Aim: Locate each line in the material below that contains the string "face", and copy those lines out. Match case exactly.

Supplied material:
· · ·

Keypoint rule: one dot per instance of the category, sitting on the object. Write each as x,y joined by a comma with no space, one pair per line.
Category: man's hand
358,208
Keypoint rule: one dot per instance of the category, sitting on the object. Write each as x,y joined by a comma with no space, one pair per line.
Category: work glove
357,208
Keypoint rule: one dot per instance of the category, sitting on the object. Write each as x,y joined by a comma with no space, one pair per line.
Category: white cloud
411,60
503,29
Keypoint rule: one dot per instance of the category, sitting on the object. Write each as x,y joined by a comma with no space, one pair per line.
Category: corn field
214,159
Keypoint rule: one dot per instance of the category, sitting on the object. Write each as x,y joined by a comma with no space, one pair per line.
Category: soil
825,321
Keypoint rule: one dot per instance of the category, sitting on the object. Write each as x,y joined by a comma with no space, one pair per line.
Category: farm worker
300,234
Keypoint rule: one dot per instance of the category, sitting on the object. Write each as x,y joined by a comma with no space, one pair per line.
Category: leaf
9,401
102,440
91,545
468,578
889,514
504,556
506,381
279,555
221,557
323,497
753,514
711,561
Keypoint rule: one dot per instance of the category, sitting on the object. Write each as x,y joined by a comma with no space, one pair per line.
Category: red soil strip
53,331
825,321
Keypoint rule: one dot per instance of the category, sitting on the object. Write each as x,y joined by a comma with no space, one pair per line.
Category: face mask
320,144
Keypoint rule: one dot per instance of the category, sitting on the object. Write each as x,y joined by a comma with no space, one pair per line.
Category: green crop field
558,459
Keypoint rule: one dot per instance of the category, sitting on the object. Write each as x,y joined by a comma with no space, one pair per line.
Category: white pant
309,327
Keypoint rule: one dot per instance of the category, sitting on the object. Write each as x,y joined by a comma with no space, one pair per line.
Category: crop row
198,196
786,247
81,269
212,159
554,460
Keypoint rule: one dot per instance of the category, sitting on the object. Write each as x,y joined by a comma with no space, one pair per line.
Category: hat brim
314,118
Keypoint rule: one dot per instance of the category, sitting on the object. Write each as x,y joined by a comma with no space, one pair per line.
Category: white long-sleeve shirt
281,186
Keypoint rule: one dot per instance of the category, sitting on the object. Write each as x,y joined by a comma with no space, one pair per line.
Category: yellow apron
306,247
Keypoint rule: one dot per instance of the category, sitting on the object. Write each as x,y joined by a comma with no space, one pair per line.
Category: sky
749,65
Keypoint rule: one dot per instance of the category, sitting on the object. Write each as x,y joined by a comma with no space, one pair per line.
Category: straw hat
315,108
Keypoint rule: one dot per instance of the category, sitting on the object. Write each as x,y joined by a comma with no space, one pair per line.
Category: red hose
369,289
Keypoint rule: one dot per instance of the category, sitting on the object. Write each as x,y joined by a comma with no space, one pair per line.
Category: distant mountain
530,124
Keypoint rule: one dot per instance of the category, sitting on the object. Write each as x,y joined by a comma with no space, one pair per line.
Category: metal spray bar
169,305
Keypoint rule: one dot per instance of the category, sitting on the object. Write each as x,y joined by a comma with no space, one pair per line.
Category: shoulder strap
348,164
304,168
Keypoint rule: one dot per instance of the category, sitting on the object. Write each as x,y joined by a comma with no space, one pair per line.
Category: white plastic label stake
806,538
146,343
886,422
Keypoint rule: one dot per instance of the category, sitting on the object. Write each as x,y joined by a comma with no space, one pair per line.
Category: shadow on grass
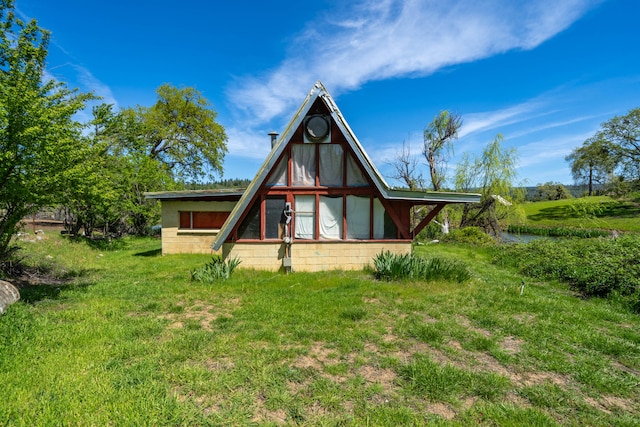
100,243
151,253
44,283
32,293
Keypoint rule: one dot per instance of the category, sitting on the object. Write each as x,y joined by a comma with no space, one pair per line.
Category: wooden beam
432,214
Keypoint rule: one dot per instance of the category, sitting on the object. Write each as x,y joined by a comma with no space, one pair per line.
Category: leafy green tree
108,188
437,148
438,145
552,191
39,138
594,162
181,131
492,175
624,133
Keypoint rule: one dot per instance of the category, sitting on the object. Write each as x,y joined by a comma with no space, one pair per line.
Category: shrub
215,270
471,235
558,231
595,267
390,266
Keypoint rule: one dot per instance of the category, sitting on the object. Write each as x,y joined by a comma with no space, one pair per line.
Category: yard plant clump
216,269
391,266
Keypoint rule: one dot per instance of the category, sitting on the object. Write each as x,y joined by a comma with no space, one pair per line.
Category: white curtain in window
358,217
303,164
330,212
305,217
279,175
378,219
331,165
355,177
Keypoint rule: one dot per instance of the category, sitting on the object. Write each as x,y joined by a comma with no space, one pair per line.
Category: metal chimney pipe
274,138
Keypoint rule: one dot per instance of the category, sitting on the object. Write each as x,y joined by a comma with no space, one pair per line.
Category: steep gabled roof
319,91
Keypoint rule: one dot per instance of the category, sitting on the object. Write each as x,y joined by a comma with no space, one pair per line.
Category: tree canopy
611,155
181,131
39,137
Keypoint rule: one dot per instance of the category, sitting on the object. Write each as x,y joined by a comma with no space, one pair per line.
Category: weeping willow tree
492,174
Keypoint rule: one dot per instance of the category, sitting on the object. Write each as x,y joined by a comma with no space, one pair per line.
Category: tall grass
215,270
595,267
392,266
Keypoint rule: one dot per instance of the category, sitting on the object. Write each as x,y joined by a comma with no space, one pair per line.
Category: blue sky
543,73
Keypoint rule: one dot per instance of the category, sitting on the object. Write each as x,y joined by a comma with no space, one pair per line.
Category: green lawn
586,212
132,341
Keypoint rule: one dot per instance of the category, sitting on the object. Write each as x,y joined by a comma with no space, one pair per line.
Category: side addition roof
319,91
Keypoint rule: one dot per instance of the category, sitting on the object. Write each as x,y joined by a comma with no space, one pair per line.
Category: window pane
279,175
208,220
185,219
303,164
274,218
305,217
331,165
330,217
250,227
383,225
358,217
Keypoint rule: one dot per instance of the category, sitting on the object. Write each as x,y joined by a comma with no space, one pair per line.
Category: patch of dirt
385,377
441,409
467,324
524,318
264,415
511,345
200,311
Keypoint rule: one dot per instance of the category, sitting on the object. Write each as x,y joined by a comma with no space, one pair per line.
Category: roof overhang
431,197
196,195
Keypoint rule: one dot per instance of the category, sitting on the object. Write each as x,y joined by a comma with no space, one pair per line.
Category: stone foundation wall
312,256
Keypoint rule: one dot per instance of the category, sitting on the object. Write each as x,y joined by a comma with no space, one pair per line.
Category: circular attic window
317,127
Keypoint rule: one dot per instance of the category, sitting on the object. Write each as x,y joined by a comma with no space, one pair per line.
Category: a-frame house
318,202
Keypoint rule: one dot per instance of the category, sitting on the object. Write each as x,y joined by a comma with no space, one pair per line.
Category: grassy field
586,212
132,341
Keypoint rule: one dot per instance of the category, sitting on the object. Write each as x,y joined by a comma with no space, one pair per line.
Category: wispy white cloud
399,38
248,144
91,84
485,121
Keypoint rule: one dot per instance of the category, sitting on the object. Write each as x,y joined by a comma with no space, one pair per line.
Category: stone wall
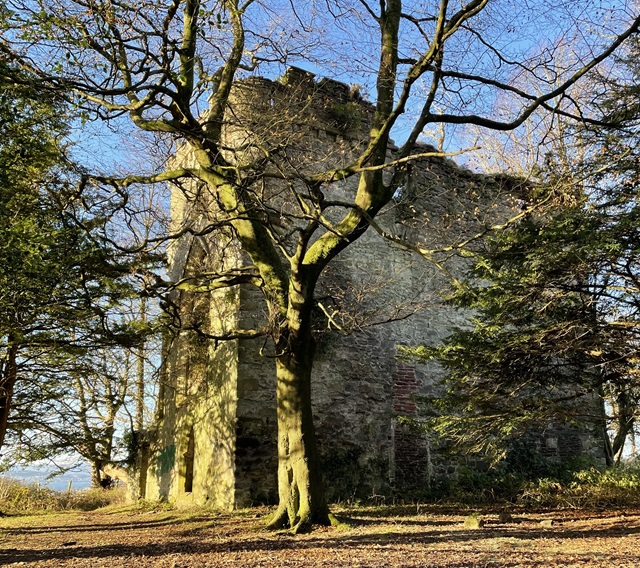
217,441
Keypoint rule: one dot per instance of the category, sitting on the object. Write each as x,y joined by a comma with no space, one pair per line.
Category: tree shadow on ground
209,539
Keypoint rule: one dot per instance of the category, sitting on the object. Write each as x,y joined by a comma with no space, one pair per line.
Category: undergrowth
541,484
17,497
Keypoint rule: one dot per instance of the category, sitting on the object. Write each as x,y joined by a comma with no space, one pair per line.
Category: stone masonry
217,436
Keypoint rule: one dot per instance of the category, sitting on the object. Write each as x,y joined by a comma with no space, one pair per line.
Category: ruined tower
217,438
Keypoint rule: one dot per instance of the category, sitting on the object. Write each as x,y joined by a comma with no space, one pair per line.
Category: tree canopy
170,68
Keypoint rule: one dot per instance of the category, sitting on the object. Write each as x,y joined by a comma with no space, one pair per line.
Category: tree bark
301,492
300,486
7,383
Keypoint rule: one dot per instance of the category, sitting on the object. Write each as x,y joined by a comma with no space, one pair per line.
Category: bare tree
157,64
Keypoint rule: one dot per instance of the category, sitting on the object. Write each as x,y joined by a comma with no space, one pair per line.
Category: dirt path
176,539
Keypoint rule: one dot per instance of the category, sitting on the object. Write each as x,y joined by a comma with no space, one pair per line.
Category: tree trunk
8,379
300,486
301,493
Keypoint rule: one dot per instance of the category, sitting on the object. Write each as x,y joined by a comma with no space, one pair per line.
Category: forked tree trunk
301,493
300,486
8,377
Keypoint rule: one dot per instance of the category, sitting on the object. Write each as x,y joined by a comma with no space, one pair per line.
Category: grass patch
17,497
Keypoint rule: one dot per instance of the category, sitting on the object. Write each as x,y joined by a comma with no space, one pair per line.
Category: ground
407,536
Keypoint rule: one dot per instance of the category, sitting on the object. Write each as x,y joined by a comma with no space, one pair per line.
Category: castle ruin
217,436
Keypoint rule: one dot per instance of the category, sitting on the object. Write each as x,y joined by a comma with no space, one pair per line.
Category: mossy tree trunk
8,377
300,485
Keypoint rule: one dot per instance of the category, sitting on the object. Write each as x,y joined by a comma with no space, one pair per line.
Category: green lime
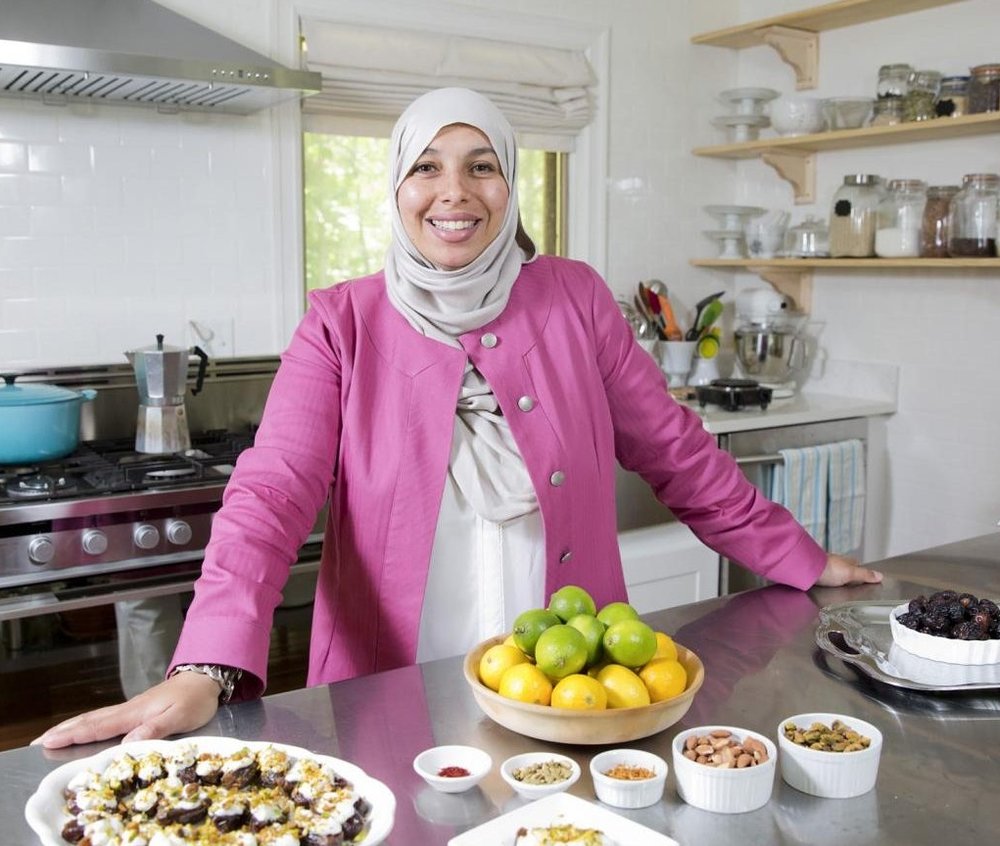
571,600
560,651
615,611
630,643
592,630
528,625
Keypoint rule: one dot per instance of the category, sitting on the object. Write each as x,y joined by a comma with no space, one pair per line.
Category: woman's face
453,200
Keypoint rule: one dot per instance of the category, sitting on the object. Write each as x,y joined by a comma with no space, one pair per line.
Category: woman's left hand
846,571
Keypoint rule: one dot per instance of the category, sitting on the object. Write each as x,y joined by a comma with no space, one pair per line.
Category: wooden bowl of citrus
584,727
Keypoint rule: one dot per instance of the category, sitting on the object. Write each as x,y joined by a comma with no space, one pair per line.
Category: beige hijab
486,466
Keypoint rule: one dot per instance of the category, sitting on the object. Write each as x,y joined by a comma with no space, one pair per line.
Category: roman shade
371,73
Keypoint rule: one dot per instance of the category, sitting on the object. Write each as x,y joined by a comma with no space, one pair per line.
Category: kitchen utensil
676,358
561,725
748,101
799,115
161,379
699,307
846,112
39,422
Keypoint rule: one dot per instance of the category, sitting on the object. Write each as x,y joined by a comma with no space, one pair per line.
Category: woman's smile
453,200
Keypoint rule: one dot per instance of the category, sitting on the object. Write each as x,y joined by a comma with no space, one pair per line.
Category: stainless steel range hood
135,52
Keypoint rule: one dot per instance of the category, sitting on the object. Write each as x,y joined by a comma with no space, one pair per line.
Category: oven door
72,645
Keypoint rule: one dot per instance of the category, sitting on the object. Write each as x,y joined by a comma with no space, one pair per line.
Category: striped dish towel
846,490
801,485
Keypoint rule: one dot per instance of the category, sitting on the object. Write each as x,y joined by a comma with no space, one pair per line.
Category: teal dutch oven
39,422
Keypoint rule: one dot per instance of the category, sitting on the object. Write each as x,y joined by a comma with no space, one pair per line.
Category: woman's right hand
183,702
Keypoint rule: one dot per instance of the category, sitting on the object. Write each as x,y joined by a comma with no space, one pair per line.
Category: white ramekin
832,775
622,793
724,791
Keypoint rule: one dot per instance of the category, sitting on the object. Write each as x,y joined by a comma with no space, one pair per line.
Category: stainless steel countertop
938,778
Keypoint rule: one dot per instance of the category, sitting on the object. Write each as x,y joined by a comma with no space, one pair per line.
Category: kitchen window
345,205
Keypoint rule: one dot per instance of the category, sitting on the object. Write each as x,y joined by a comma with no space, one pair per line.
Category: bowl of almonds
829,755
724,769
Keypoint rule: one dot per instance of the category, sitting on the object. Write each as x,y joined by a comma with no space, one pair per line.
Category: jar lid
862,179
12,395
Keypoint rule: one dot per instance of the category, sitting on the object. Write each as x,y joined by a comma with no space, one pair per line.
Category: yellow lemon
496,661
526,683
624,688
579,693
664,678
665,647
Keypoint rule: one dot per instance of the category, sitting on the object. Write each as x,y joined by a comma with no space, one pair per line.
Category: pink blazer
361,411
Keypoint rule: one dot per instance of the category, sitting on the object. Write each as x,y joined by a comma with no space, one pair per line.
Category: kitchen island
937,782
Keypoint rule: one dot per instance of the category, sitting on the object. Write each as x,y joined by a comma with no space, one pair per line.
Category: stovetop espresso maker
161,378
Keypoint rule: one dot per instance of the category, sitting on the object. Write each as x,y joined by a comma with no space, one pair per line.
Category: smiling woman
347,217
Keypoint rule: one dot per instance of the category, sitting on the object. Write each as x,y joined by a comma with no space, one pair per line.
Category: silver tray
858,633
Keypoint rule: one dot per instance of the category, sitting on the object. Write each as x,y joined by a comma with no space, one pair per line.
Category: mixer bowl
770,355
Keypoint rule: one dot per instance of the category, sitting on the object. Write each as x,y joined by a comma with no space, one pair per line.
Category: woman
463,410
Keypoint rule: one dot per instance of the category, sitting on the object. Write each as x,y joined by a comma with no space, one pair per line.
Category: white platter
972,653
561,809
45,810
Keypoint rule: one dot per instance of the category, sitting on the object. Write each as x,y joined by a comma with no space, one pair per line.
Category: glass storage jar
899,216
974,213
886,112
892,80
984,89
953,98
921,93
937,221
852,216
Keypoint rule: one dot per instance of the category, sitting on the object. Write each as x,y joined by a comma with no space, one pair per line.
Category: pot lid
12,395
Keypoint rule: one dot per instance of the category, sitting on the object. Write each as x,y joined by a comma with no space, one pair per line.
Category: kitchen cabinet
794,157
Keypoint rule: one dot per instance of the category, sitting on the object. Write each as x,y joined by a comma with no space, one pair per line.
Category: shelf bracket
798,48
797,167
796,284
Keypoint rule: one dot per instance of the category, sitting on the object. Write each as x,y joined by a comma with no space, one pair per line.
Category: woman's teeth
453,225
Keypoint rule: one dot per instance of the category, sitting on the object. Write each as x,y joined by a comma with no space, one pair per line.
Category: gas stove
734,394
107,507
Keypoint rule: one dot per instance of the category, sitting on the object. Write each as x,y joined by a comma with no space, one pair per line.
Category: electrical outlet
213,335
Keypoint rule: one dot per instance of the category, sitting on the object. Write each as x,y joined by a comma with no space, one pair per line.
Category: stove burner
733,394
37,485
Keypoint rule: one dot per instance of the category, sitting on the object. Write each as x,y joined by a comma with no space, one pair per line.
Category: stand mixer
769,346
161,378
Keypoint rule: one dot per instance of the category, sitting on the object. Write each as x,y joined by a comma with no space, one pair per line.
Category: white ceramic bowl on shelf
628,793
831,775
799,115
529,791
724,791
429,763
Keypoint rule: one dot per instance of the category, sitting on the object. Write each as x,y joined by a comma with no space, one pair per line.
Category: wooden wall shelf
794,35
793,277
793,157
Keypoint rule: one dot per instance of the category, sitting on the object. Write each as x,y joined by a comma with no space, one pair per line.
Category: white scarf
486,465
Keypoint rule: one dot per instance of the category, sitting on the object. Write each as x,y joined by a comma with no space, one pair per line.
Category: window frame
587,218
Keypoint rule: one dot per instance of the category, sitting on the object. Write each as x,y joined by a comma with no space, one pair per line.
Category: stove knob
179,532
94,542
41,550
146,536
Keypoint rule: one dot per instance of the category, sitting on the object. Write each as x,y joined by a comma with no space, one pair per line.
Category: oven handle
38,604
765,458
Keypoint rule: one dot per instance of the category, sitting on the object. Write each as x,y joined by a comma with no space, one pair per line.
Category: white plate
46,814
561,809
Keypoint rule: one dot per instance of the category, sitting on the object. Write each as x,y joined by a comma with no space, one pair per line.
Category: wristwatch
225,676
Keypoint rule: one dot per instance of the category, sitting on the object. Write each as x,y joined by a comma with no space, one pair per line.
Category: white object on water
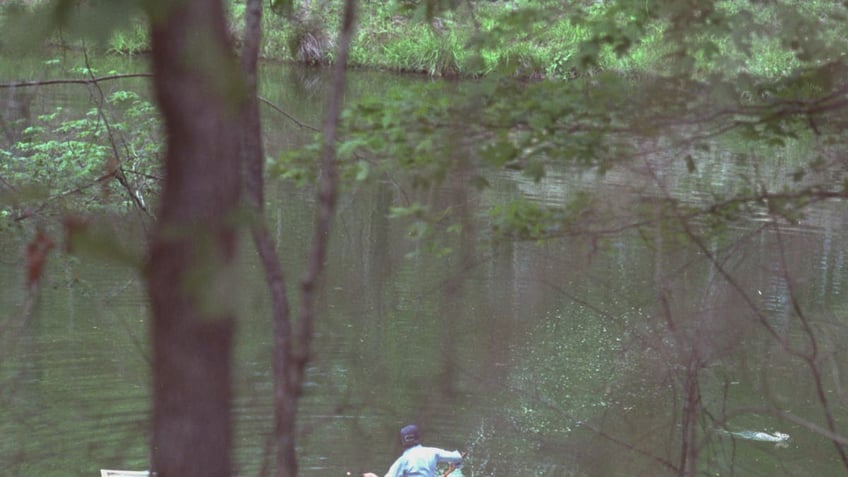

· · ·

Problem solution:
Category: face mask
Category: woman's face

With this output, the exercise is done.